§ WORK TO DO: Write out the records below again, changing every "cliff face" to "rock wall" and keeping everything else the same. Leave the pictures out.

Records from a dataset
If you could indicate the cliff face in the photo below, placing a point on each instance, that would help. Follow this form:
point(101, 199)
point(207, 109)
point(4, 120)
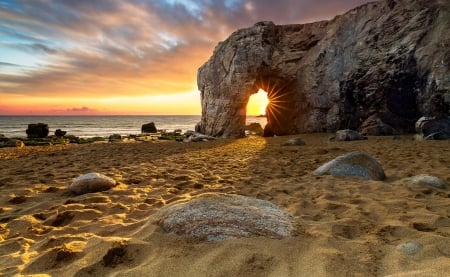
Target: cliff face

§ FULL ANSWER:
If you could indicate the rock wall in the photo below, placing a point on each instance, that would help. Follow this form:
point(101, 199)
point(207, 109)
point(4, 120)
Target: rock wall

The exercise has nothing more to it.